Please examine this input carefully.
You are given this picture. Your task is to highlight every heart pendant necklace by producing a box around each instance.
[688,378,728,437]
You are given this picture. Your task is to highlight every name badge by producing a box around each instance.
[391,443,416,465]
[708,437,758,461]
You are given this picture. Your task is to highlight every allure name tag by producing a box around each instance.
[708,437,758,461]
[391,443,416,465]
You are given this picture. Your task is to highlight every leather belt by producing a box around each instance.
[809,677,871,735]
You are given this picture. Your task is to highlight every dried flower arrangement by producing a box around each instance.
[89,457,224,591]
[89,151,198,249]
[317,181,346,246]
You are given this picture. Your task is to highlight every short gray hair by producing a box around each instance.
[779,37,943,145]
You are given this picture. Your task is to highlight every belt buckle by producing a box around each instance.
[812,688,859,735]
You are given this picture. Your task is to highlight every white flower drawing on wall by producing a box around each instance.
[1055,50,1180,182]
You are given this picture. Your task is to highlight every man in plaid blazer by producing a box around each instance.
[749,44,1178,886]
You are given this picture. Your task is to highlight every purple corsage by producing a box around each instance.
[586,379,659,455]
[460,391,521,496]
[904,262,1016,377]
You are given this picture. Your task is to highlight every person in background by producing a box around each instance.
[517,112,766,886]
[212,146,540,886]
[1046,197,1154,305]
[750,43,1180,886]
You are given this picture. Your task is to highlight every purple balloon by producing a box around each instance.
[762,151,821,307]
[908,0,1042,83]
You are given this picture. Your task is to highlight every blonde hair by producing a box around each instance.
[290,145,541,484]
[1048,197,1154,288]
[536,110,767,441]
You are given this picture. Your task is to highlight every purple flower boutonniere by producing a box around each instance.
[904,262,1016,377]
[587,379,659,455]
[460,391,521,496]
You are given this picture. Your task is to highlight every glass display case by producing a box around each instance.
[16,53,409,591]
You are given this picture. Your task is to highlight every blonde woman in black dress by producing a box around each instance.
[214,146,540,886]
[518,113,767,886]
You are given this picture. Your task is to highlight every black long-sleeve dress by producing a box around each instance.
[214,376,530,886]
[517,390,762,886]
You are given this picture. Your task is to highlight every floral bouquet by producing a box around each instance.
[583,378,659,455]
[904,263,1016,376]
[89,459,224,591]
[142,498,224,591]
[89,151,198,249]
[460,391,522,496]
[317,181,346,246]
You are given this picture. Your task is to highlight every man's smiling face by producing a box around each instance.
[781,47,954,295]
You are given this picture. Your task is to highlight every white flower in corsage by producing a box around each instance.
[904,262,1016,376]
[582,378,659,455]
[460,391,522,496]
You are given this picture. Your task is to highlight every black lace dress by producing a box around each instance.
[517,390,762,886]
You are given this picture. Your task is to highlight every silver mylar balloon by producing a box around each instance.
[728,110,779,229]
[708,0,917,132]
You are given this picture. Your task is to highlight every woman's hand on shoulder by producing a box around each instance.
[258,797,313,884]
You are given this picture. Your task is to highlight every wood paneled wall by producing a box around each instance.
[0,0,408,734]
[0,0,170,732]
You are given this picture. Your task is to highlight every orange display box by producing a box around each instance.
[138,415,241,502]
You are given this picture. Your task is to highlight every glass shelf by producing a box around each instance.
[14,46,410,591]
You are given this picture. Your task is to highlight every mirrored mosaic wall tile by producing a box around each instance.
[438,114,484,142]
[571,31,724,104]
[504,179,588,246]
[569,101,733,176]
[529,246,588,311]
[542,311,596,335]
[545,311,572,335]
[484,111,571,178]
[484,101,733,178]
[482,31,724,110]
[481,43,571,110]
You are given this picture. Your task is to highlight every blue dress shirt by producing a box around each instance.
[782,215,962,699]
--
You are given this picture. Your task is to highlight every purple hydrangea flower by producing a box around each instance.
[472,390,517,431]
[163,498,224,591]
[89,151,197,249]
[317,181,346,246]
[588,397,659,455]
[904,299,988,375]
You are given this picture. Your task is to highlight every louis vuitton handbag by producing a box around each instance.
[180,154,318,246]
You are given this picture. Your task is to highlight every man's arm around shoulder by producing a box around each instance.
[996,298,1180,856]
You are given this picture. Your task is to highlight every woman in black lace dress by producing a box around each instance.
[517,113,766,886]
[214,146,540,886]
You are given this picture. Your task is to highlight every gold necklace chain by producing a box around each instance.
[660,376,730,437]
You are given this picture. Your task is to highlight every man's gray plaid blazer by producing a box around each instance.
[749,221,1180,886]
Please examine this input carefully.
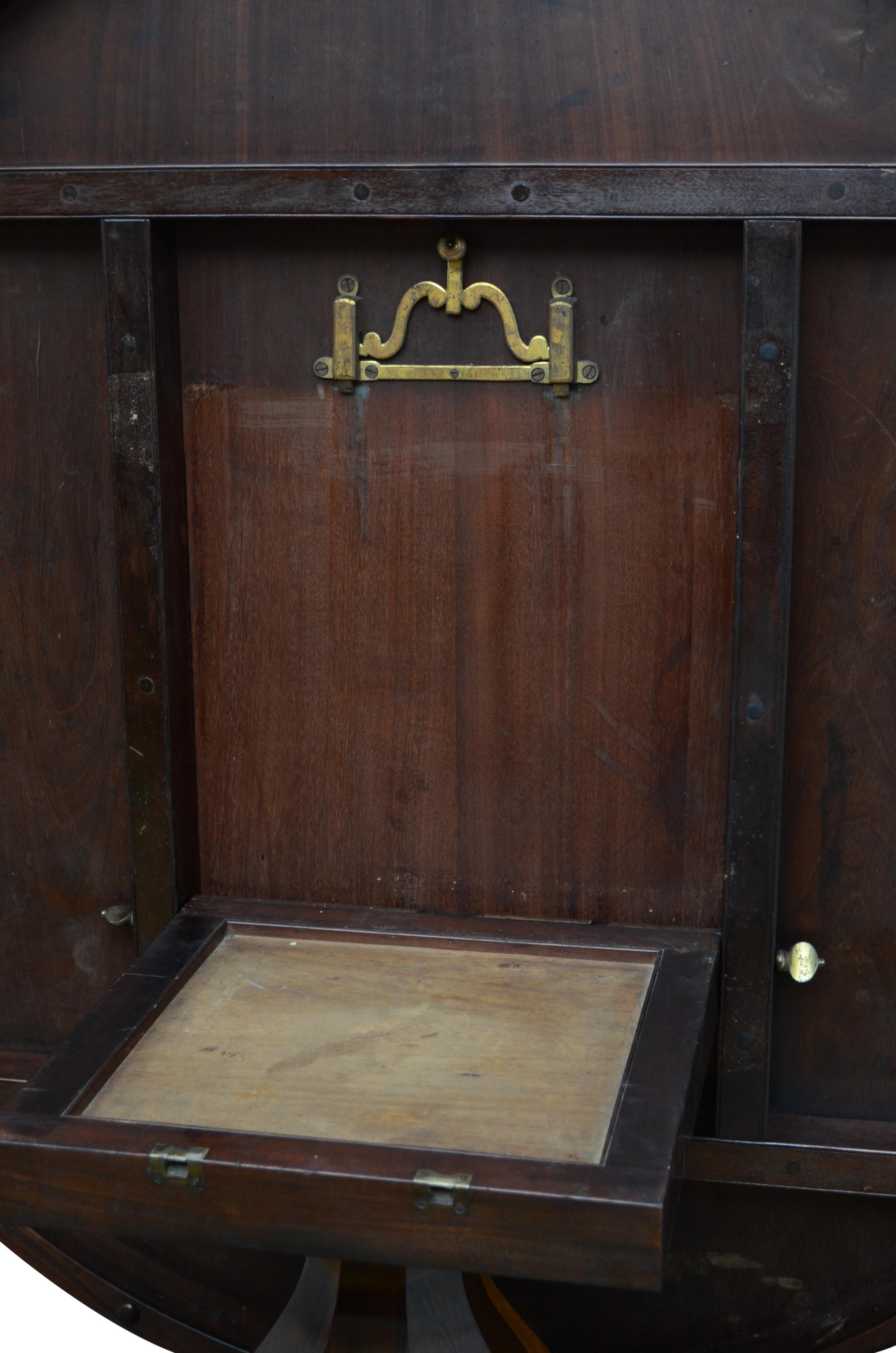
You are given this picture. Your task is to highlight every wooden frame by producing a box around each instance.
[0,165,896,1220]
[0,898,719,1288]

The problem
Write everything from the line containing "white flower drawing" down to the line containing "[1055,50,1180,182]" as a numbered list, dropping any blank lines.

Result for this task
1. You are given this picture. Your task is to highlight every white flower drawing on wall by producing a box around each instance.
2. [1055,50,1180,182]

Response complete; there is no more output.